_ZADANIA DO WYKONANIA_:
• a. Przepisz dokładnie z tekstu o trenerze Nantes fragment, który zaczyna się od słów zawierających "Podwójny paszport, podwójny", a kończy na "wcześniej Jaouen Hadjam.".
• b. Wyjaśnij w jednym do trzech zdań, dlaczego według tekstu o trenerze Nantes Kombouare chce zachować w drużynie pełną koncentrację.

Prawdziwa burza wybuchła jednak dopiero po słowach trenera Nantes, Antoine’a Kombouare. Francuz otwarcie przyznał, że praktykowanie postu jest równoznaczne z opuszczeniem zespołu do końca Ramadanu. Już kilka dni później, mógł w ten sposób wytłumaczyć nieobecność jednego ze swoich graczy, Jaouena Hadjama. 20-letni obrońca szybko przebił się do pierwszego składu, jednak na czas święta musiał pożegnać się z resztą drużyny. Kombouare dotrzymał słowa. Pozostał nieugięty.

W Nantes od lat wiedzą, że 55-latek jest człowiekiem bezkompromisowym. Zarówno w podejściu do swoich podopiecznych, jak i przełożonych. Jego potyczki słowne z właścicielem klubu, Waldemarem Kitą to już lokalny klasyk, a wyraziste prośby o transfery są stałym elementem właściwie każdego okna transferowego. Tym razem Francuz wkroczył jednak na grunt, którego wcześniej nie ośmielił się tykać.

Tak jak pstryczki w nos wyżej postawionych osób były przez kibiców odbierane pozytywnie, tak ograniczenia kulturowo-religijne są pewną nowością. W kluczowej fazie sezonu Kombouare pragnie jednak zachować pełną koncentrację w drużynie. Szczególnie że ekipa „Kanarków” jest wciąż zaangażowana w obronę Pucharu Francji oraz – co równie ważne – walkę o bezpieczny byt w lidze. Po ostatnim „odrodzeniu” Auxerre (zaledwie jedna porażka w ostatnich dziewięciu ligowych starciach), pięć punktów przewagi nad strefą spadkową może wywołać u wielu gęsią skórkę.

W tym całym zamieszaniu, Kombouare ma więc swoje racje. Raz na dwa lata, trenerzy tracą (często kluczowych) zawodników w związku z Pucharem Narodów Afryki, następnie dostosowując się do ich religijnych praktyk. To może powodować frustrację i chęć budowy swojej drużyny na najbardziej „dostępnych” graczach. No cóż, skauting XXI wieku wymaga znacznie szerszej obserwacji zawodnika – często opartej na kalkulacji jego potencjalnych nieobecności. Pozostaje jednak pytanie, czy jest to fair wobec samych graczy.

Podwójny paszport, podwójny problem

Według doniesień Romaina Moliny, nawet 2/3 graczy praktykujących Islam, postanowiło przemyśleć swoją dalszą przyszłość w barwach “Les Bleus” po ostatnich ustaleniach federacji. Wśród nich znaleźli się, chociażby Amine Gouiri czy Rayan Cherki – absolutne gwiazdy francuskiej kadry u21. Pomimo licznych błysków na boiskach Ligue 1, wspomniana dwójka nadal ma możliwość gry dla reprezentacji Algierii. Niewykluczone, że skorzysta z niej już w najbliższych latach. Szczególnie że szlaki przetarli im ostatnio 18-letni Badredine Bouanani oraz wspomniany już wcześniej Jaouen Hadjam.

Powiedzmy sobie szczerze, jest to mocny cios w przyszłość francuskiej piłki. Zwłaszcza że znajdujemy się na samym początku procesu.

_DOSTARCZONE WPISY_:
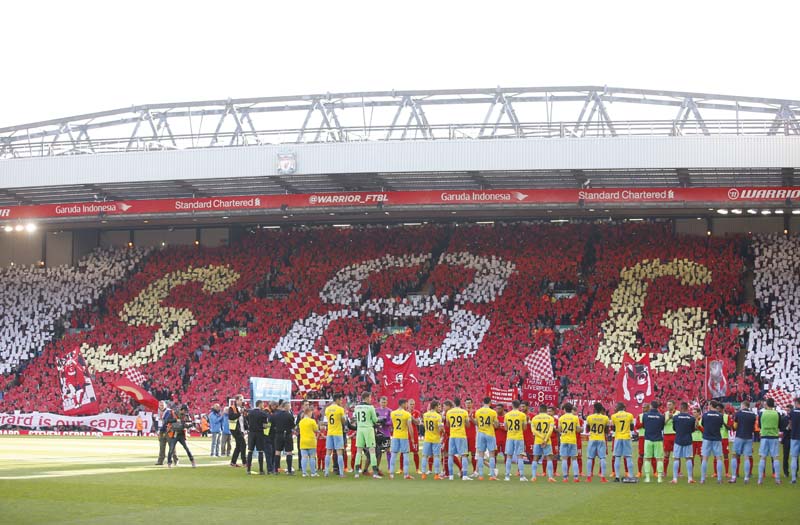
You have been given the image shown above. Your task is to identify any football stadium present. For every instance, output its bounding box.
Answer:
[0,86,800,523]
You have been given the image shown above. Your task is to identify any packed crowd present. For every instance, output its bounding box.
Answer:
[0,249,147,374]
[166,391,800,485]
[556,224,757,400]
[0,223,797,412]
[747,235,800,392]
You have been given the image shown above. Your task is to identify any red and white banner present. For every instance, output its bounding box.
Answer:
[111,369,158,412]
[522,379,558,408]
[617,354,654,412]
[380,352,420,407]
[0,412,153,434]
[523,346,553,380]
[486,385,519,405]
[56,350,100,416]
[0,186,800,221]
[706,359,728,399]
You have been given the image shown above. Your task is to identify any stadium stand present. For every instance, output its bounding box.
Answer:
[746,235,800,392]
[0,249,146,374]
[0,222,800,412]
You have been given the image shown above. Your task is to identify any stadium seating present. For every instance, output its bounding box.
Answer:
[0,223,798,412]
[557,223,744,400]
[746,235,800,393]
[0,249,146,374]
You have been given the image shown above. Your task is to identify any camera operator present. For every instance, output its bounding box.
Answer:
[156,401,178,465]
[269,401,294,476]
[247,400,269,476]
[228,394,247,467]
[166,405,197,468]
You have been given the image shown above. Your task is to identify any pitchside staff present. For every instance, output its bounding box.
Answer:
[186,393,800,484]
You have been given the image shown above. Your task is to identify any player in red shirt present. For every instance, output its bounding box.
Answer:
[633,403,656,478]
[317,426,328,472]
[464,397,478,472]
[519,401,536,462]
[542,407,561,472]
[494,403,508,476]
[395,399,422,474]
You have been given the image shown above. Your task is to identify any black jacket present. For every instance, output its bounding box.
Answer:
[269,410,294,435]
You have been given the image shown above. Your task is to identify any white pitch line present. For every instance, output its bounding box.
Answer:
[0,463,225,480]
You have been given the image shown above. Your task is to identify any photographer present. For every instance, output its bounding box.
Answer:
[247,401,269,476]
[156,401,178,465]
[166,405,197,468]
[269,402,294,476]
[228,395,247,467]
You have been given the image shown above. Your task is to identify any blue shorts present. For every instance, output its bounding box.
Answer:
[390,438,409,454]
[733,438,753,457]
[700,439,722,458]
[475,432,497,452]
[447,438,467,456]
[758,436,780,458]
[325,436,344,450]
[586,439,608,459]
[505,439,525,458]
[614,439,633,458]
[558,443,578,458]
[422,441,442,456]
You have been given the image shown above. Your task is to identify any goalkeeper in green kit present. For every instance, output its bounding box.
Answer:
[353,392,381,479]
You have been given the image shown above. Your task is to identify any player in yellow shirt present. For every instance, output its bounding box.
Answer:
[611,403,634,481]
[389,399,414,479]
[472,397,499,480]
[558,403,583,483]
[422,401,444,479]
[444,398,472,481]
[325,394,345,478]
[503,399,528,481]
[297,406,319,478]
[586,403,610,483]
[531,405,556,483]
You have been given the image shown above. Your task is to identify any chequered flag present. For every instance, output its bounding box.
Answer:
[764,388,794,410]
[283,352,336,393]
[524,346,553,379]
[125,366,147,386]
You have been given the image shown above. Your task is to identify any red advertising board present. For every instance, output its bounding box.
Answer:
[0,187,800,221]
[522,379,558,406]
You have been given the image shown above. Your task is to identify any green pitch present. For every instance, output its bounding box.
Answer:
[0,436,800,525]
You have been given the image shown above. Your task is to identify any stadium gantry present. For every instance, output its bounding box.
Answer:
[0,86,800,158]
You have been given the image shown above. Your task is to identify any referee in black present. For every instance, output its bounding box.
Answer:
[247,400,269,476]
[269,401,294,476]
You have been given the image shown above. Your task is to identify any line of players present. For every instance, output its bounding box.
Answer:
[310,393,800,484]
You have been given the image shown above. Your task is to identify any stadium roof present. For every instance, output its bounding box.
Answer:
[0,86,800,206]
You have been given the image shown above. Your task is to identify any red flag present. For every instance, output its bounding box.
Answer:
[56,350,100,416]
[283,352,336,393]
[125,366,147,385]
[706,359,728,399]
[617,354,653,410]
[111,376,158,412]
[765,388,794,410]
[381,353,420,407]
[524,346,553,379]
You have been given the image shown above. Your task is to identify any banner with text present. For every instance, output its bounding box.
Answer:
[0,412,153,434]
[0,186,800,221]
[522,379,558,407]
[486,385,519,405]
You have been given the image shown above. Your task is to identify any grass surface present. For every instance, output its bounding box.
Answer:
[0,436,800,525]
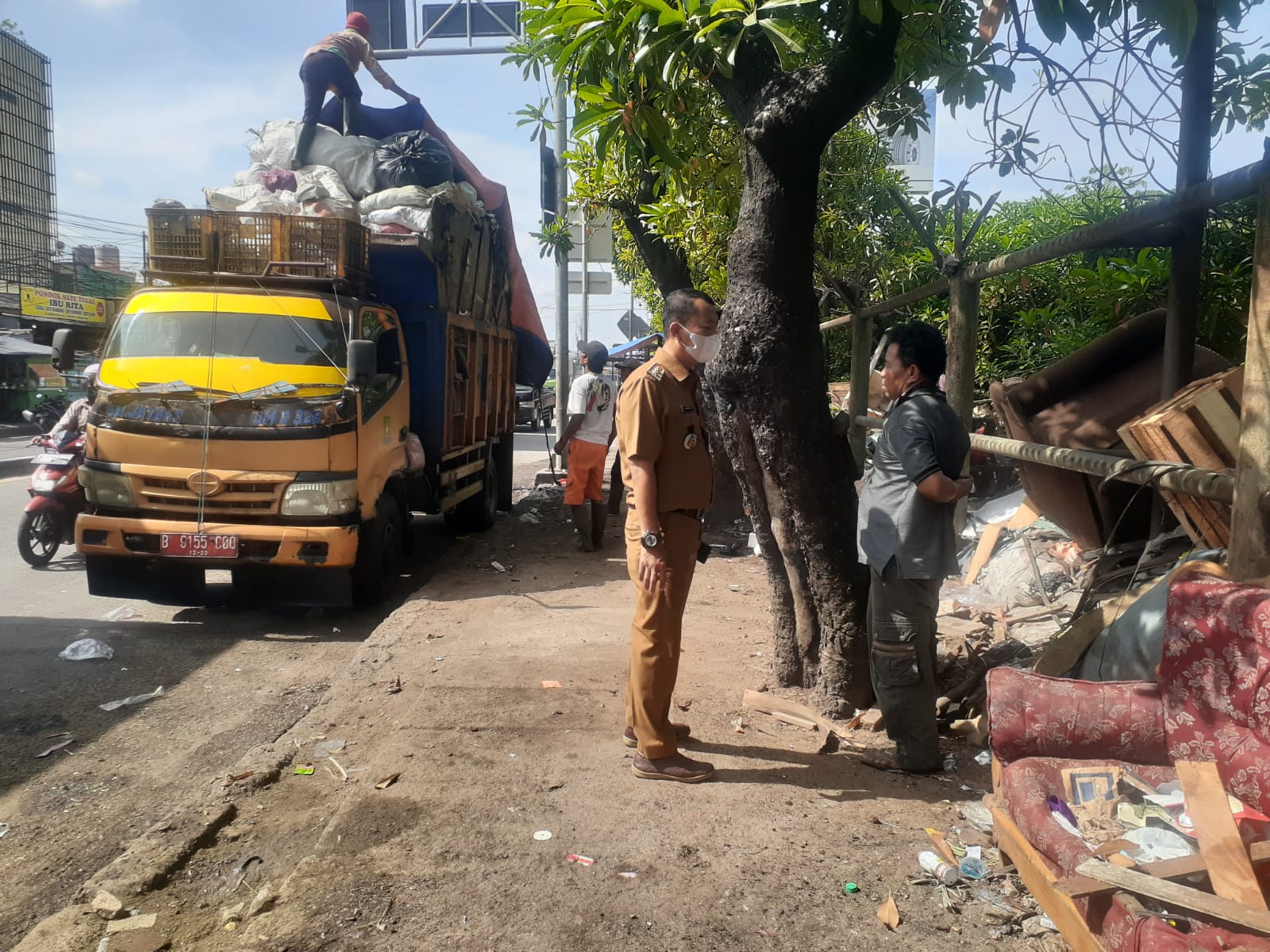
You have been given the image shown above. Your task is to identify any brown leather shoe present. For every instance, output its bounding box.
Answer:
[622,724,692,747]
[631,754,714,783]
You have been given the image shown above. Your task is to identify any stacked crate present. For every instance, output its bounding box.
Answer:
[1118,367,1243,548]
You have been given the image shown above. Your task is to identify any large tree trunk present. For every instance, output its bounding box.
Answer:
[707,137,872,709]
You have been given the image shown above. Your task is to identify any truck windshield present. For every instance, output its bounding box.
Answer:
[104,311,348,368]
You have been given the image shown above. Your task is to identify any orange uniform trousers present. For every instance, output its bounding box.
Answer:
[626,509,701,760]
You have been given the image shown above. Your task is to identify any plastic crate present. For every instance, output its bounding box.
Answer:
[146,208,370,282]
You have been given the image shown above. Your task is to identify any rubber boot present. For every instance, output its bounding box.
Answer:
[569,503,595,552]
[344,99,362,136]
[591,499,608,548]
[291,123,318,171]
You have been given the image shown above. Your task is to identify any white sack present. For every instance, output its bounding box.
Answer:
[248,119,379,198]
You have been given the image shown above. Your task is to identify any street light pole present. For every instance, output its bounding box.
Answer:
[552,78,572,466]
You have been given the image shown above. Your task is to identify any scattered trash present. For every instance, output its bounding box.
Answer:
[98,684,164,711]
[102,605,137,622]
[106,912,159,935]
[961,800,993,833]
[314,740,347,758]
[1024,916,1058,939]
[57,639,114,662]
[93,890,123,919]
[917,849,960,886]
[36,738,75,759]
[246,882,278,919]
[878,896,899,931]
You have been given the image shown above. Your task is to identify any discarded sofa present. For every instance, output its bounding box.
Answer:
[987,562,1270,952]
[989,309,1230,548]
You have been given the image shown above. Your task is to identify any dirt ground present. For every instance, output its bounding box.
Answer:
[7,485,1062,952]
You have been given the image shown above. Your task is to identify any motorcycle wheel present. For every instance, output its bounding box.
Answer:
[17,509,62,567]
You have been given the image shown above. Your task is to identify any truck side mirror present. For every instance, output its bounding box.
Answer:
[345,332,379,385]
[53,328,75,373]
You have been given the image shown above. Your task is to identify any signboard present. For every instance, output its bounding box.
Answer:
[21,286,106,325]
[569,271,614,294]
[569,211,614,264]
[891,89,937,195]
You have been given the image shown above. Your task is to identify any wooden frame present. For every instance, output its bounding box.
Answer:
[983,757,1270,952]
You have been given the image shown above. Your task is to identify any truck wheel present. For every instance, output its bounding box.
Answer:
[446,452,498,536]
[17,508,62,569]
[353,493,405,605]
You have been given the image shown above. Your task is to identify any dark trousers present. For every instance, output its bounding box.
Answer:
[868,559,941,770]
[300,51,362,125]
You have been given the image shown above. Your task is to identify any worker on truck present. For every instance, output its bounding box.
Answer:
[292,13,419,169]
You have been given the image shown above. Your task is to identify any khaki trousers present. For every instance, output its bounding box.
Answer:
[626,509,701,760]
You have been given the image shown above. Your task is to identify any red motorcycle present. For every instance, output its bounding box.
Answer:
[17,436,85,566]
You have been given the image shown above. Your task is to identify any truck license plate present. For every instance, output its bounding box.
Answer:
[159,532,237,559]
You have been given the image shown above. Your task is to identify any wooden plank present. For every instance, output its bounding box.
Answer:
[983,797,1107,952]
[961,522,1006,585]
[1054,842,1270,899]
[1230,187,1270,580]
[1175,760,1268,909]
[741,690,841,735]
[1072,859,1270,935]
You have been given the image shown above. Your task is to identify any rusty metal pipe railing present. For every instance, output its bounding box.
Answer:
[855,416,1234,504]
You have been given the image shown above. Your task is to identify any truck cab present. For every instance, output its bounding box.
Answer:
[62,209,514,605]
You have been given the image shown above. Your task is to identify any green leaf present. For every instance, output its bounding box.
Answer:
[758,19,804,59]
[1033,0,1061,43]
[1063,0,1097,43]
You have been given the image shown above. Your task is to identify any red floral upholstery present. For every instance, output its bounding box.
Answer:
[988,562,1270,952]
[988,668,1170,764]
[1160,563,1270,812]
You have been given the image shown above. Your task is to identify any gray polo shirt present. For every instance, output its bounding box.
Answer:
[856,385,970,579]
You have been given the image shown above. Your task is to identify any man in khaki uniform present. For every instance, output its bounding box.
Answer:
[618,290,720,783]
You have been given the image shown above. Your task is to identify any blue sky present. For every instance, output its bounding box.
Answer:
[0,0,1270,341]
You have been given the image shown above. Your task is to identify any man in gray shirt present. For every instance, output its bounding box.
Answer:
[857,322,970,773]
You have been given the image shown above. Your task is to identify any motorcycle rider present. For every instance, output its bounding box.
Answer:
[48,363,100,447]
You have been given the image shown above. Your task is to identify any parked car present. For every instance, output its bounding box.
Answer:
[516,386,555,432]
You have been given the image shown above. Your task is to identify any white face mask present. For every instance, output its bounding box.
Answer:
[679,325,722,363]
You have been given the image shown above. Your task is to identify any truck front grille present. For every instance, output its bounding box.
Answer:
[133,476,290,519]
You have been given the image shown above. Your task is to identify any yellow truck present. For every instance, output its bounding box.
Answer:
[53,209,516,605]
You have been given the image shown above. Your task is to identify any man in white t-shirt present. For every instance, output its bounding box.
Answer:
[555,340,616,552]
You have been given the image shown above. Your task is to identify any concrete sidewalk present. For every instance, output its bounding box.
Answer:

_ODPOWIEDZI DO ZADAŃ_:
• a.
Podwójny paszport, podwójny problem

Według doniesień Romaina Moliny, nawet 2/3 graczy praktykujących Islam, postanowiło przemyśleć swoją dalszą przyszłość w barwach “Les Bleus” po ostatnich ustaleniach federacji. Wśród nich znaleźli się, chociażby Amine Gouiri czy Rayan Cherki – absolutne gwiazdy francuskiej kadry u21. Pomimo licznych błysków na boiskach Ligue 1, wspomniana dwójka nadal ma możliwość gry dla reprezentacji Algierii. Niewykluczone, że skorzysta z niej już w najbliższych latach. Szczególnie że szlaki przetarli im ostatnio 18-letni Badredine Bouanani oraz wspomniany już wcześniej Jaouen Hadjam.

• b. Kombouare chce zachować pełną koncentrację, bo trwa kluczowa faza sezonu. Drużyna wciąż broni Pucharu Francji i walczy o bezpieczny byt w lidze. Po „odrodzeniu” Auxerre pięć punktów przewagi nad strefą spadkową to niewielki zapas.